TRECHO FORNECIDO:
========================================

O Brasil é um dos países mais desiguais do planeta e isso é de conhecimento amplo, não só internamente, mas presente em todas as análises e estudos que são feitos a respeito. A desigualdade se mostra em diferentes esferas, seja na renda, no acesso aos serviços públicos ou no âmbito dos direitos. A desigualdade tem sua marca de forma explícita nas relações de gênero, de raça/etnia e na distribuição da riqueza no nível regional. E ela é a fábrica da pobreza no país, instaurando um moto-contínuo de produção e realimentação uma da outra. A origem de tudo isso já está bem diagnosticada, com a herança escravista, machista e patrimonialista em nossa sociedade. Mas como foi o enfrentamento mais recente dessas duas chagas sociais que o Brasil ostenta? Há esperança de superá-las?

As conquistas no combate à miséria e pobreza, que ocorreram a partir dos anos dois mil, foram precedidas por um processo muito fértil, na década anterior. A grande protagonista foi a sociedade civil brasileira, ou parte importante dela, que não aceitava mais essa realidade. Exemplo claro foi a mobilização despertada pela Campanha contra a Fome, resultante do cansaço ante a inércia do Estado e que chamou para si uma ação direta que não só saciou de imediato a fome de muitas pessoas que padeciam dessa calamidade, mas plantou a disposição para transformações futuras. Esse e outros processos criaram as condições para o que se daria depois, a partir de 2003. Pronunciando-se nas urnas esse desejo de progresso social, o Brasil passa a viver um período de criação e fortalecimento de políticas públicas efetivas que propiciaram avanços que não podem ser ignorados.

Tais avanços não se deram por apenas um único ou poucos fatores, embora alguns tenham aparecido como motores importantes para até onde se conseguiu chegar. O salário mínimo passou a contar com regras que permitiram a recuperação de seu poder aquisitivo, com inegável e positivo impacto para a economia e o poder de compra dos trabalhadores. Ao mesmo tempo acelerou-se o crescimento do emprego, chegando a partir de 2012 a uma situação próxima do pleno emprego, acompanhada de incentivos bem-sucedidos na formalização do trabalho. Também a transferência de renda alcançou resultados extraordinários, não só contribuindo para a satisfação de necessidades essenciais dos mais pobres, como dinamizando economias locais. Combinadas com estas políticas foram implementadas outras políticas muito exitosas. No âmbito da segurança alimentar e nutricional, por exemplo, avançou-se com programas como o da alimentação escolar e o de Aquisição de Alimentos, que, através de aquisições institucionais, inovaram ao ligar a ponta da produção da agricultura familiar com a ponta do consumo de escolares e dos grupos mais vulneráveis. Foram construídas 1,2 milhão de cisternas para consumo e produção, a partir de iniciativa conjunta de governo e sociedade, confirmando a concepção de que é possível a convivência com a seca para a população do semiárido. O Programa Mais Médicos trouxe médicos brasileiros e estrangeiros para assistirem uma população que muitas vezes nunca tivera acesso a esses profissionais. A política de cotas nas universidades foi outro exemplo nos avanços para a superação das desigualdades, contribuindo para um dia derrotar a vergonhosa exclusão de negros que ocorre em todos os domínios de nossa sociedade. Há que se levar em conta que a participação social em conselhos e conferências, mesmo com todos os limites que enfrentou, foi determinante para que ocorressem esses avanços.

========================================

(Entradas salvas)

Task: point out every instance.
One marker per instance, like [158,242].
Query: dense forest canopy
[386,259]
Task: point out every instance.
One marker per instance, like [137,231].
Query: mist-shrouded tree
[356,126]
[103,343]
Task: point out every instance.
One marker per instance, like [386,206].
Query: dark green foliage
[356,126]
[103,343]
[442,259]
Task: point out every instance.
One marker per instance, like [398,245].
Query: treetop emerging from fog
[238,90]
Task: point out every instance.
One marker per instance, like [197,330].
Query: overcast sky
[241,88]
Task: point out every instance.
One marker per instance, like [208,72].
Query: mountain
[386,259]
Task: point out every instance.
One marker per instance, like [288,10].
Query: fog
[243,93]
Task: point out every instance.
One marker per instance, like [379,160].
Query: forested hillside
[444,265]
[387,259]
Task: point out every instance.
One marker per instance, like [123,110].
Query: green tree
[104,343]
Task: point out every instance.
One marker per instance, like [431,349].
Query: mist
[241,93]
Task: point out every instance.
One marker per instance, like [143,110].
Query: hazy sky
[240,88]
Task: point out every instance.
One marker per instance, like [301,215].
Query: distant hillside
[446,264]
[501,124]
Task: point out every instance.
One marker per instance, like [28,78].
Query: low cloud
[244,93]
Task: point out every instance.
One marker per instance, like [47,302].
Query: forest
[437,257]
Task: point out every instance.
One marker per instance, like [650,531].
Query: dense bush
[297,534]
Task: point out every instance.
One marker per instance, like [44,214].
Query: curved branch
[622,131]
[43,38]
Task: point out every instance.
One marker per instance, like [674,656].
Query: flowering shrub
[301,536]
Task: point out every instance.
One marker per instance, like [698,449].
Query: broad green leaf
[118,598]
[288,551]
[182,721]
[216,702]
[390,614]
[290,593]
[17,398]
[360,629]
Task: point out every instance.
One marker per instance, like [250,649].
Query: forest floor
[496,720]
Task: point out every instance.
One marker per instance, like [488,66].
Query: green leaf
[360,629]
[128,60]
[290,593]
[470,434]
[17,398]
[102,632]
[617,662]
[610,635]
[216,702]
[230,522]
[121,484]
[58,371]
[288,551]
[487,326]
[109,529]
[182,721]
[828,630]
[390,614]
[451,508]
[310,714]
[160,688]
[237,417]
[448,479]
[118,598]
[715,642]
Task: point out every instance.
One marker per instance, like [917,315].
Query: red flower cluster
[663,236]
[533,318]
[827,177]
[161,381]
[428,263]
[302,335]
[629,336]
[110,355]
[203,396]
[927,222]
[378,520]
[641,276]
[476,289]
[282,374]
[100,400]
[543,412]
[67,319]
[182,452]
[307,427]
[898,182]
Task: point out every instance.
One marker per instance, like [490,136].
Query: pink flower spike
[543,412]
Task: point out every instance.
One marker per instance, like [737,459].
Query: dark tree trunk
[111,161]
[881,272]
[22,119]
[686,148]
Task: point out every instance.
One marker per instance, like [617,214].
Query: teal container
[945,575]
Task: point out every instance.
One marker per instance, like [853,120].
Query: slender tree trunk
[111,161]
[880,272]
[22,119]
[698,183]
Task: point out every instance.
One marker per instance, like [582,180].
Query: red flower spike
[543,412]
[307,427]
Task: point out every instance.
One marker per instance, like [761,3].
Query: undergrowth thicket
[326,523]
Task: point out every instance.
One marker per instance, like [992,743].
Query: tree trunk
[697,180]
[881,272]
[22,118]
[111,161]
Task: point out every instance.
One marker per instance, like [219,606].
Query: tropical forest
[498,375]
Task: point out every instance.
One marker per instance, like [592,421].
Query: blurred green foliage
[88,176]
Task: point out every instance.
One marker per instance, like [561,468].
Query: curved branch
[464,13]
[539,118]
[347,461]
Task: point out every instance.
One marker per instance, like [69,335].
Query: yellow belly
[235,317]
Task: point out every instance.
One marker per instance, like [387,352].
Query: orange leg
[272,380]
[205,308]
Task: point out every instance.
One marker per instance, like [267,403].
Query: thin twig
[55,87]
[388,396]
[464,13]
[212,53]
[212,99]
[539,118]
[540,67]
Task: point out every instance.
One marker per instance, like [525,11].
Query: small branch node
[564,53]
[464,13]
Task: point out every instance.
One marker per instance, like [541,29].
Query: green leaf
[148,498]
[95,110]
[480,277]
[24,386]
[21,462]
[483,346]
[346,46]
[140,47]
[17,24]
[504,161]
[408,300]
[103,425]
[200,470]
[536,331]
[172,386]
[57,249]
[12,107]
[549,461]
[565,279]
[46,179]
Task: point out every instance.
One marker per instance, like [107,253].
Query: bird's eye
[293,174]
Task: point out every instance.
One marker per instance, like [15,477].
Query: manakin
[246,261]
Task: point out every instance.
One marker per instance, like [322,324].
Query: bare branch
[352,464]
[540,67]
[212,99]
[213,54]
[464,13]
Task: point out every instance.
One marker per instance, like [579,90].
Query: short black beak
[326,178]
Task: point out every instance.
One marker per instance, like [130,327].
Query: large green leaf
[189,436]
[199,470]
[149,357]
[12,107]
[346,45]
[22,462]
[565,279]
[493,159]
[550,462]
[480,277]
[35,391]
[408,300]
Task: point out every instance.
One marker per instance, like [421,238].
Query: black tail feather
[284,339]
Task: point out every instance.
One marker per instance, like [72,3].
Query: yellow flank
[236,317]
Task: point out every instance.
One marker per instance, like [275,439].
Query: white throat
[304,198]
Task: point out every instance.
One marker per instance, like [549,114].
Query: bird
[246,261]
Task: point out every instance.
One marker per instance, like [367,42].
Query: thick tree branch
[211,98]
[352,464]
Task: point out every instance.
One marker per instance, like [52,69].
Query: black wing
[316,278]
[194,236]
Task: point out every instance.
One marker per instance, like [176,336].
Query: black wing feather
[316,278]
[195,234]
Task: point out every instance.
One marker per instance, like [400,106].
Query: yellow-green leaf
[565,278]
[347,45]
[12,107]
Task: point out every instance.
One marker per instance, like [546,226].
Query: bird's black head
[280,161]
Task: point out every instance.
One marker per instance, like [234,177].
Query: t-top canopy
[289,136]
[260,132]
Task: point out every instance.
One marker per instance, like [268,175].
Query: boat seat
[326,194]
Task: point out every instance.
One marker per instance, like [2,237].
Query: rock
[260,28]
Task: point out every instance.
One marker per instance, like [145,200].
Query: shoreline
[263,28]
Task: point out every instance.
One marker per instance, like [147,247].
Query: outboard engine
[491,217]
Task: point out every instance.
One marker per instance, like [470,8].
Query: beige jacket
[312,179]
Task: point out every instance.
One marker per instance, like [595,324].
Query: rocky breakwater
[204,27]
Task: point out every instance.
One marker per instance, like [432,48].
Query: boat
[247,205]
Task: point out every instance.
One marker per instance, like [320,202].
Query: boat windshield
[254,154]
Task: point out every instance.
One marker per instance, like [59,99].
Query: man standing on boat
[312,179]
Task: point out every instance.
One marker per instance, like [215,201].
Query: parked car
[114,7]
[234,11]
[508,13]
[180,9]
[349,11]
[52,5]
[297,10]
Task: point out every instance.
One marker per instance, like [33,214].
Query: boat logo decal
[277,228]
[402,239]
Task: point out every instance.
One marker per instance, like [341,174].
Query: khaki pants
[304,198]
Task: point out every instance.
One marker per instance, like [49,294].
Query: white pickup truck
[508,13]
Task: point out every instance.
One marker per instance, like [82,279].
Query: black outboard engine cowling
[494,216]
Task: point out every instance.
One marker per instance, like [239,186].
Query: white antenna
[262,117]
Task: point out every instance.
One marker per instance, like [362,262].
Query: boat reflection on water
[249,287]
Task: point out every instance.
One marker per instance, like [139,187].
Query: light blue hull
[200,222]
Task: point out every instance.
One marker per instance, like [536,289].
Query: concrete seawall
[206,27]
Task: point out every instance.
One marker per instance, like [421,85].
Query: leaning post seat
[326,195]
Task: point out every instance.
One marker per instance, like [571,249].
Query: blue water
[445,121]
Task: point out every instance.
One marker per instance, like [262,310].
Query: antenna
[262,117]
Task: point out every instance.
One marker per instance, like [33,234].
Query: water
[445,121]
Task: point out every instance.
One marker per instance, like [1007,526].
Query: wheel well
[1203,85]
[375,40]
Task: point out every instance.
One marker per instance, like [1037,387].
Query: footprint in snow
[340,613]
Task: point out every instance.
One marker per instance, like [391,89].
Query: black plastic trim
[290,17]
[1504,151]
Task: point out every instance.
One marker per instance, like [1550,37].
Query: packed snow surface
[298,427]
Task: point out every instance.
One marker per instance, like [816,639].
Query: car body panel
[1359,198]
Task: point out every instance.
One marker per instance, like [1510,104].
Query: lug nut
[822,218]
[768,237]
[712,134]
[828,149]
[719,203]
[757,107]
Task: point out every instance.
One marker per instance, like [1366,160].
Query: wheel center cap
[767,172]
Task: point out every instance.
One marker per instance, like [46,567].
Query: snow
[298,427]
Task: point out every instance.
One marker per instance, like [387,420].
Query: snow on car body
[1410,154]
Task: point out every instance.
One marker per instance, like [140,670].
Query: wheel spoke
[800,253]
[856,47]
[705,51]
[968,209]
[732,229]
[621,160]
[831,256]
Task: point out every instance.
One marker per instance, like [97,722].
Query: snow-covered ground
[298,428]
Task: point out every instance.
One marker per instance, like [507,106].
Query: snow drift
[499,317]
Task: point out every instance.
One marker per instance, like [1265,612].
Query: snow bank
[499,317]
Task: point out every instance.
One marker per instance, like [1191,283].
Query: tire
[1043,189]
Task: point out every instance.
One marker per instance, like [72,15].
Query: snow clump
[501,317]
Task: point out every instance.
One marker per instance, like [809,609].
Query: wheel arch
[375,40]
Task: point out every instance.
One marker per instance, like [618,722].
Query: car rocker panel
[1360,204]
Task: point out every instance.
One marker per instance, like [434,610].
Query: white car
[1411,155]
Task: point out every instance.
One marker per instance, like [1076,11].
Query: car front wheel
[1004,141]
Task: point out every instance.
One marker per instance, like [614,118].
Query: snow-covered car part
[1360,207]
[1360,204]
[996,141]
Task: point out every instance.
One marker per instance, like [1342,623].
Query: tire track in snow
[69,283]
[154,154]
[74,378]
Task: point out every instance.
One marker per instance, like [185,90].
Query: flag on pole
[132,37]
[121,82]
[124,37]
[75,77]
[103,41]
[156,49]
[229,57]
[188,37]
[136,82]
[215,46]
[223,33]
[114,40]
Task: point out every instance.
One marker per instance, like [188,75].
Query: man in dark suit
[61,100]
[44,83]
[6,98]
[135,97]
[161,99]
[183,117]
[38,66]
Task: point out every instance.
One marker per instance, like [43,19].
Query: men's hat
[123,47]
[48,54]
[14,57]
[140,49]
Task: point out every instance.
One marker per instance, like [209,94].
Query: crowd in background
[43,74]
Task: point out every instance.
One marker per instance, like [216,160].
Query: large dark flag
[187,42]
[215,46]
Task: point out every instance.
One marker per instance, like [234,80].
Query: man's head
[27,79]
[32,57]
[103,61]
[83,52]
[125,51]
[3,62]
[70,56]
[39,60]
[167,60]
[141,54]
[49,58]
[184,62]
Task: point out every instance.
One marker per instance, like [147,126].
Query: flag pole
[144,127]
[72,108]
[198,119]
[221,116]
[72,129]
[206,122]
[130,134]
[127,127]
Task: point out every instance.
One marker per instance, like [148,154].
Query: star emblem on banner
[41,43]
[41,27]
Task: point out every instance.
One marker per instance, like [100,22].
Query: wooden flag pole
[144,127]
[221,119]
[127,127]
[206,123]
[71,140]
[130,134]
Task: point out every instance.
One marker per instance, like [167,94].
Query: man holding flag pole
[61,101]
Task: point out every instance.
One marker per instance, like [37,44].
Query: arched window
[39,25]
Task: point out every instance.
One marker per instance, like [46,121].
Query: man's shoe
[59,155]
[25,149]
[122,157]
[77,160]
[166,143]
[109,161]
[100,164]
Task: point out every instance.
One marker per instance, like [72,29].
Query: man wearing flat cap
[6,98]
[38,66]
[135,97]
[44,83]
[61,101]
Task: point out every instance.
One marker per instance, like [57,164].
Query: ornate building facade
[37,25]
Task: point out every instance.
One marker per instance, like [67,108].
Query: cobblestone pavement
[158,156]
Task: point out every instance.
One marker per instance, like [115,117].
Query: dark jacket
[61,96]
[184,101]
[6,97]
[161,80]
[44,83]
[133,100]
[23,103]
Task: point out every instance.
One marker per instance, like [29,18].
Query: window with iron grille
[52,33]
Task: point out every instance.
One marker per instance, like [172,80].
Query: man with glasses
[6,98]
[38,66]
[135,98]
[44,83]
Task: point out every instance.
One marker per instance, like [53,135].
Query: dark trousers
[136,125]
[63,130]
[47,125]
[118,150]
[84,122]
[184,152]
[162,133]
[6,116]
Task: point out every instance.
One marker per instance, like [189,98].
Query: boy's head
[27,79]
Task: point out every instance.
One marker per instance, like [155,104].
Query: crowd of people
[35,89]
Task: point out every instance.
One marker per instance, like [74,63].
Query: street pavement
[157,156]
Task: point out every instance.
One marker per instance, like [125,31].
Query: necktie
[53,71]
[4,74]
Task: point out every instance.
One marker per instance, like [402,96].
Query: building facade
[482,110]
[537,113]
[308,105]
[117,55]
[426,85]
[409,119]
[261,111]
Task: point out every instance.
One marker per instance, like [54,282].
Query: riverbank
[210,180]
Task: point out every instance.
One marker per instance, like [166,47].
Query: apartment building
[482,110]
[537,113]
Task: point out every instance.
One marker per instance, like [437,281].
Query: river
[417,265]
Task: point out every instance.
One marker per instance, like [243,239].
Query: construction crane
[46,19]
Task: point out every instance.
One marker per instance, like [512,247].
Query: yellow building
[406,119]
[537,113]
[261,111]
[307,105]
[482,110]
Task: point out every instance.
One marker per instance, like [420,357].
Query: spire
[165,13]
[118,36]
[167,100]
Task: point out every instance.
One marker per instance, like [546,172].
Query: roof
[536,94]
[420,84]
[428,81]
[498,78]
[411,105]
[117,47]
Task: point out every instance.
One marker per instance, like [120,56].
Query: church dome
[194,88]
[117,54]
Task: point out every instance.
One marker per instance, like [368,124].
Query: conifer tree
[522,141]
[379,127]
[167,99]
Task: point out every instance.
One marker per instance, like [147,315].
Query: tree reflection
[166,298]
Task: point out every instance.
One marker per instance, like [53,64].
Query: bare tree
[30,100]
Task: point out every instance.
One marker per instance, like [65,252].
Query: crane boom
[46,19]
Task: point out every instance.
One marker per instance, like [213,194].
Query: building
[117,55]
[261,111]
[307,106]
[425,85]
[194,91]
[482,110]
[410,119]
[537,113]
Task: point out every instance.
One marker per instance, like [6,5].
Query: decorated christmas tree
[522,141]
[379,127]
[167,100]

========================================

TAREFA 1:
Copie literalmente um trecho do texto sobre a desigualdade no Brasil: comece nas palavras que contêm "As conquistas no" e pare depois de "podem ser ignorados.".
TAREFA 2:
Segundo o texto sobre a desigualdade no Brasil, quantas cisternas para consumo e produção foram construídas?
TAREFA 3:
Por favor, retome o texto sobre a desigualdade no Brasil a partir do ponto em que ele termina.

RESPOSTA ESPERADA 1:
As conquistas no combate à miséria e pobreza, que ocorreram a partir dos anos dois mil, foram precedidas por um processo muito fértil, na década anterior. A grande protagonista foi a sociedade civil brasileira, ou parte importante dela, que não aceitava mais essa realidade. Exemplo claro foi a mobilização despertada pela Campanha contra a Fome, resultante do cansaço ante a inércia do Estado e que chamou para si uma ação direta que não só saciou de imediato a fome de muitas pessoas que padeciam dessa calamidade, mas plantou a disposição para transformações futuras. Esse e outros processos criaram as condições para o que se daria depois, a partir de 2003. Pronunciando-se nas urnas esse desejo de progresso social, o Brasil passa a viver um período de criação e fortalecimento de políticas públicas efetivas que propiciaram avanços que não podem ser ignorados.

RESPOSTA ESPERADA 2:
Foram construídas 1,2 milhão de cisternas.

RESPOSTA ESPERADA 3:
Estima-se que mais de 30 milhões de pessoas ultrapassaram a linha da pobreza e em 2014 o Brasil foi considerado pela ONU fora do Mapa da Fome. Teríamos superado definitivamente esse signo que antes era dado como uma predestinação insuperável?

Um país mais justo incomoda muito as elites, mesmo que tenham preservados seus privilégios seculares. A democracia, para elas, serve se for para manter e ampliar seus ganhos, caso contrário terá que ser anulada ou manipulada. O Brasil, além do mais, possui riquezas e potencialidades que despertam forte interesse dos países hegemônicos e das grandes corporações. Sob a capa de uma falsa ordem institucional e com argumentos pífios, desferiu-se um golpe sobre a democracia, com a cassação do governo legitimamente eleito. Inicia-se, então, a experimentação de um projeto neoliberal de extrema radicalidade.

Já no primeiro ano do governo que assumiu com o golpe aprovou-se a Emenda Constitucional 95, que limitou o aumento dos gastos públicos à variação da inflação durante o espaço de vinte anos. Com ela iniciou-se todo o movimento de destituição de uma série de direitos do povo brasileiro. O direito à saúde, à educação, à alimentação e tantos outros foram sacrificados em prol de uma pretensa garantia ao capital financeiro de que o país reunirá as condições para se manter solvente no pagamento de juros da dívida pública. Seguiram-se, aceleradamente, outras movimentações na destituição de direitos, como é o exemplo daquilo que se chamou de reforma trabalhista, rebaixando a capacidade de negociação dos trabalhadores em um contexto de crise e desemprego. Como consequência, o crescimento da informalidade e a precarização do trabalho. Tentou-se, também, reduzir mais direitos dos trabalhadores através de uma proposta inaceitável de reforma da previdência, com posterior recuo do governo diante da reação popular que gerou. O orçamento público da área social nos anos de 2017 e 2018, já sob a égide da EC-95, sofreu cortes radicais. Alguns programas reconhecidos internacionalmente, como os já citados PAA e de Cisternas, vêm sendo destruídos, sem que se considerem os efeitos dessa ação insana.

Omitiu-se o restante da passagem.